> [What the task asks]:
Could you rewrite all the data below with "fawn ear" replaced by "fawn's ear" wherever it occurs, leaving everything else unchanged and omitting the pictures?

> [Records to use]:
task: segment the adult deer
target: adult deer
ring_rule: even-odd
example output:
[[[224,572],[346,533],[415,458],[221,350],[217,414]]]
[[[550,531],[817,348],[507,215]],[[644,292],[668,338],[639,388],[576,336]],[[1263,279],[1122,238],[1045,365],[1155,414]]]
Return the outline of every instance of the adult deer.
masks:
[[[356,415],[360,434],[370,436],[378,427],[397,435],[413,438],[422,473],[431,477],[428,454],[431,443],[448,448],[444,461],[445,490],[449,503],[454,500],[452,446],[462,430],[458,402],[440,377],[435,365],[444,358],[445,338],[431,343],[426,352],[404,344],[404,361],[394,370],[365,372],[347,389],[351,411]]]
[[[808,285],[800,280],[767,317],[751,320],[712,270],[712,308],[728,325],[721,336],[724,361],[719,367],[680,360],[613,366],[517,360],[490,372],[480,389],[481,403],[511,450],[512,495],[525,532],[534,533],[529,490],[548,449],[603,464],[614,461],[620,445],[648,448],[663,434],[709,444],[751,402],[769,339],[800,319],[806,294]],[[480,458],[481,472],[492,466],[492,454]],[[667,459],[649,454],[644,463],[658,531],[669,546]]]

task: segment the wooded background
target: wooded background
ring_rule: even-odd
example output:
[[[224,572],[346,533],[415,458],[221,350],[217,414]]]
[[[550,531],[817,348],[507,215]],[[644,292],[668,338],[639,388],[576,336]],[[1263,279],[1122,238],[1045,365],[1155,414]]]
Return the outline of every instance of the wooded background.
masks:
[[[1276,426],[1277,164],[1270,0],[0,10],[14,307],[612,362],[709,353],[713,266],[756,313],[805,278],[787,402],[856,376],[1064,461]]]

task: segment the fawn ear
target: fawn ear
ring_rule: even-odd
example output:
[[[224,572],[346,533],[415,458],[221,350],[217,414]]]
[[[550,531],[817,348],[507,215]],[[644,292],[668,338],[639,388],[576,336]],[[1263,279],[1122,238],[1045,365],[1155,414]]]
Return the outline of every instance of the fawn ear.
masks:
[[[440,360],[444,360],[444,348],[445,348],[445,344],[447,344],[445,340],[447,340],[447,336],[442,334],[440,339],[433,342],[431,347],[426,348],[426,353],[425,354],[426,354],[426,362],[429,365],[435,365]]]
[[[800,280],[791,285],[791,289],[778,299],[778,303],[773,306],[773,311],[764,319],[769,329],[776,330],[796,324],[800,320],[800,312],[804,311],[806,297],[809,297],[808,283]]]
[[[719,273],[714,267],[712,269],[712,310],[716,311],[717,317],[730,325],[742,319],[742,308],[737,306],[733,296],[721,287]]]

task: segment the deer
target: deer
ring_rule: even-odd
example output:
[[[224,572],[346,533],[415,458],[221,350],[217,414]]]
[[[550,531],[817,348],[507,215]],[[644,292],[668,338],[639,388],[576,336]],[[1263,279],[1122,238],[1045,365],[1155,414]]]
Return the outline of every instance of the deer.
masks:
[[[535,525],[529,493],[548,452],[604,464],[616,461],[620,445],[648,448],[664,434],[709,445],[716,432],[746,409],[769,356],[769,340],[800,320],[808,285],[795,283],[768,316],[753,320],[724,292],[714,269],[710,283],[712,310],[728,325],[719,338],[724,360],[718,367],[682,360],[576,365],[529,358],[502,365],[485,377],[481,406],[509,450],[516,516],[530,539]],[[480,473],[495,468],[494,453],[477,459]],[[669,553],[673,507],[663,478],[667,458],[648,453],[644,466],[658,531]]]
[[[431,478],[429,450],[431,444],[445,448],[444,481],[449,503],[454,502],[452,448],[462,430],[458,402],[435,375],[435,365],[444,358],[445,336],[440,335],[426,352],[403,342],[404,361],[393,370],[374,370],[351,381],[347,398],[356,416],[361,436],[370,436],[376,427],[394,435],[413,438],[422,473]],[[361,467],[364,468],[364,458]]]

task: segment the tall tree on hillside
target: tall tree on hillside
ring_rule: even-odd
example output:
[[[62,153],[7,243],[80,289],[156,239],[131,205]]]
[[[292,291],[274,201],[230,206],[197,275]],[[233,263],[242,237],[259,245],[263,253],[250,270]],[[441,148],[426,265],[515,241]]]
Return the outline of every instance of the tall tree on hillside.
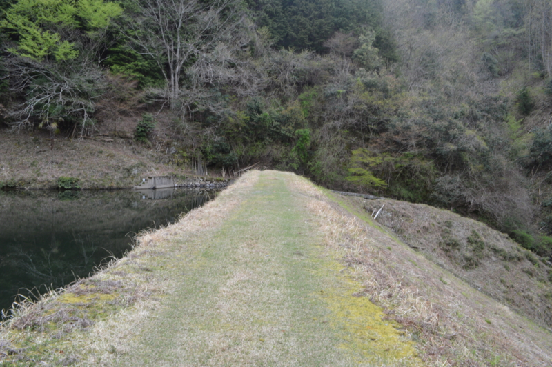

> [Final answer]:
task: segment the adult deer
target: adult deer
ring_rule: even-odd
example output:
[[[224,572],[346,533],[415,458],[221,350],[217,414]]]
[[[550,531],[817,348],[507,215]],[[644,292],[668,338],[639,388],[576,336]],[[1263,279],[1122,238],[1045,365],[1155,414]]]
Return the outline of every instance of the adult deer.
masks:
[[[356,415],[360,434],[370,436],[378,427],[397,435],[413,438],[422,473],[431,477],[428,454],[431,443],[448,448],[444,461],[445,490],[449,503],[454,500],[452,446],[462,430],[458,402],[440,377],[435,365],[444,358],[445,338],[431,343],[426,352],[404,344],[404,361],[394,370],[365,372],[347,389],[351,411]]]
[[[808,285],[800,280],[767,317],[751,320],[712,270],[712,308],[728,325],[721,336],[724,361],[719,367],[680,360],[613,366],[517,360],[490,372],[480,389],[481,403],[511,450],[512,495],[525,532],[534,533],[529,490],[548,449],[603,464],[614,461],[620,445],[648,448],[663,434],[709,444],[751,402],[769,339],[800,319],[806,294]],[[480,458],[481,472],[492,466],[492,454]],[[667,459],[649,454],[644,463],[658,531],[669,546]]]

task: segment the wooded background
target: wooded background
ring_rule: even-odd
example output:
[[[224,572],[346,533],[415,458],[221,350],[217,414]]]
[[[550,531],[817,348],[507,215]],[[644,292],[668,338],[639,388],[576,336]],[[1263,279],[1122,238],[1045,365],[1155,414]]]
Return the outline of every instance of the wooded background.
masks:
[[[1276,426],[1277,164],[1270,0],[0,10],[14,307],[612,362],[709,353],[713,266],[756,313],[805,278],[787,402],[856,376],[1064,461]]]

task: segment the fawn's ear
target: fawn's ear
ring_rule: even-odd
example output:
[[[224,572],[346,533],[415,458],[221,350],[217,414]]]
[[[550,531],[817,348],[507,215]],[[644,292],[668,338],[639,388],[576,336]],[[1263,279],[1122,238],[1045,365],[1155,414]]]
Return the outline of every instance of the fawn's ear.
masks:
[[[440,360],[444,360],[444,348],[445,348],[445,344],[447,344],[445,340],[447,340],[447,336],[442,334],[440,339],[433,342],[431,347],[426,348],[426,353],[425,354],[426,354],[426,362],[429,365],[435,365]]]
[[[800,280],[791,285],[791,289],[778,299],[778,303],[773,306],[773,311],[764,319],[769,329],[776,330],[796,324],[800,320],[800,312],[804,311],[806,297],[809,297],[808,283]]]
[[[719,273],[714,267],[712,269],[712,310],[716,311],[717,317],[730,325],[742,319],[742,308],[737,306],[733,296],[721,287]]]

task: segment the deer
target: deer
ring_rule: even-odd
example output:
[[[224,572],[346,533],[415,458],[221,350],[217,414]]]
[[[550,531],[817,348],[507,215]],[[644,292],[668,338],[639,388],[576,336]],[[1263,279],[1122,238],[1045,365],[1155,414]]]
Return the outline of every instance of the deer.
masks:
[[[535,525],[529,493],[548,452],[604,464],[616,461],[620,445],[648,448],[664,434],[709,445],[716,432],[746,409],[769,356],[769,340],[800,320],[808,285],[795,283],[768,316],[753,320],[724,292],[714,269],[710,283],[712,310],[728,325],[719,338],[724,360],[718,367],[682,360],[576,365],[529,358],[502,365],[485,377],[481,406],[509,450],[516,516],[530,539]],[[480,473],[495,468],[494,453],[477,459]],[[669,553],[673,507],[663,478],[667,458],[648,453],[644,466],[658,531]]]
[[[431,478],[429,450],[431,444],[445,448],[444,481],[449,503],[454,502],[452,448],[462,430],[458,402],[435,375],[435,365],[444,358],[445,336],[440,335],[426,352],[403,342],[404,361],[393,370],[374,370],[351,381],[347,398],[356,416],[361,436],[370,436],[376,427],[394,435],[413,438],[422,473]],[[361,467],[364,468],[364,458]]]

task: segment the tall tree on hillside
target: tall tree on hillside
ring_rule: even-odd
example output:
[[[62,153],[7,243],[80,289],[156,239],[131,205]]]
[[[292,291],[274,201],[230,206],[197,275]],[[233,263],[242,237],[259,245],[263,253],[250,270]],[[441,148],[426,265],[515,241]]]
Return the outline of every instance of the tall tree on hillside.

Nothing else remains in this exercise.